• [Task description]: Which lines in the material below contain the string "hair"? Pull out each of them, treating uppercase and lowercase letters as different.
** START OF Records provided **
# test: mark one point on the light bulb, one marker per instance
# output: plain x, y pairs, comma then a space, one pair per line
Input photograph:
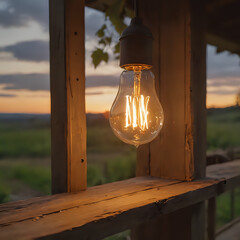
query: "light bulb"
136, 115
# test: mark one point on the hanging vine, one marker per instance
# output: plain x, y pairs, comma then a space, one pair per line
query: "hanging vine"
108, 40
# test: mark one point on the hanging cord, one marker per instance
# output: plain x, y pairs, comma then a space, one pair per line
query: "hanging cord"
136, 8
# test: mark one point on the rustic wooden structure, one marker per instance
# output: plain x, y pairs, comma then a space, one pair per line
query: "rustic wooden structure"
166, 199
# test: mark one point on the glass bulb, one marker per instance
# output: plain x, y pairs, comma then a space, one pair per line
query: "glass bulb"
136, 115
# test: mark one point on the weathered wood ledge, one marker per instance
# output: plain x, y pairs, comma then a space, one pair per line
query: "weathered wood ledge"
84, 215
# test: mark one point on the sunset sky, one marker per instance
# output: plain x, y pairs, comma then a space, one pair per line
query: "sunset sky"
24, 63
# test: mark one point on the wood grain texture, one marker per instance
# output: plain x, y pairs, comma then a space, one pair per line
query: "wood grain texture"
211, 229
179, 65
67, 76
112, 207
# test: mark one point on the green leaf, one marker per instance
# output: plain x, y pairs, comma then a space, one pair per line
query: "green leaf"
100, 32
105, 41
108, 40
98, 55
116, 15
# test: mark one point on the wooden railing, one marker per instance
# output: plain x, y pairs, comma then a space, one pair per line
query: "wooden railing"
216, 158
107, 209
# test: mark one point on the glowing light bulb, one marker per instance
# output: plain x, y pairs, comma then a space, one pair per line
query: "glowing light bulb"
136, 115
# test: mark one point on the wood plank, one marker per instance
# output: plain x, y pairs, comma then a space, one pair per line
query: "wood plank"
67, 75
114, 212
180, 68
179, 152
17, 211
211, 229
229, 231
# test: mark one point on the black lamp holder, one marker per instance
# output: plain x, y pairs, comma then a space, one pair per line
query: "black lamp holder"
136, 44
** END OF Records provided **
** START OF Records provided **
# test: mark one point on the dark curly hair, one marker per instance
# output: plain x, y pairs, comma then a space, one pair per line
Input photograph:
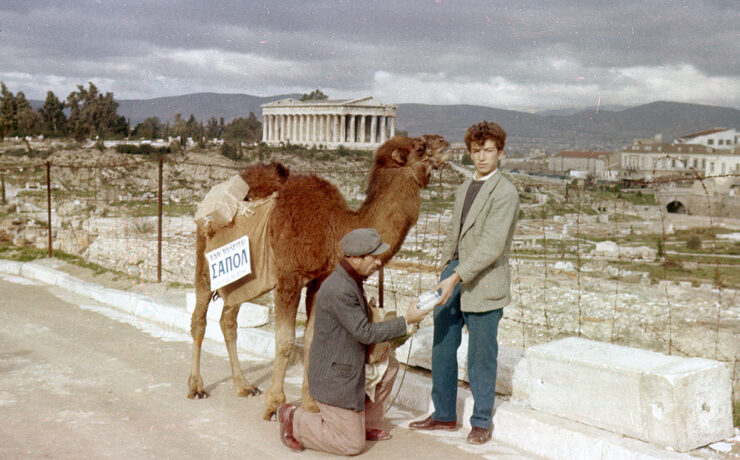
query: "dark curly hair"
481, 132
** END OF Records provided **
** START OF Records provided **
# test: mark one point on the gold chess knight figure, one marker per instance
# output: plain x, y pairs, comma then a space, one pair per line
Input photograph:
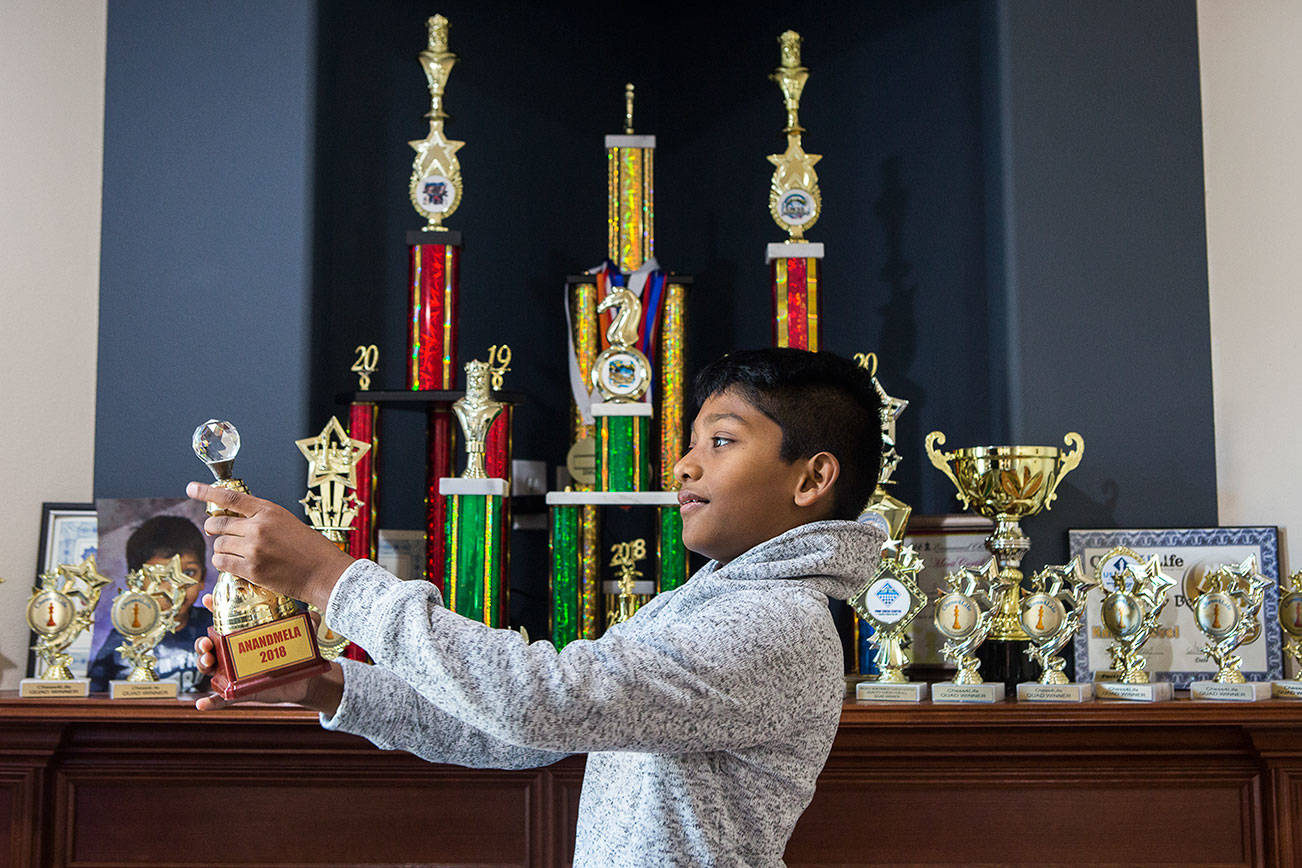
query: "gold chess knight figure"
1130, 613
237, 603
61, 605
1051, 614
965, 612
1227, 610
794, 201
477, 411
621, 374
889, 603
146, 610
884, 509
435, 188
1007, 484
** END OF Records provided **
• [Correct response]:
# test: mark one point on the dark curly hair, one marker per instance
query: "dark curly hair"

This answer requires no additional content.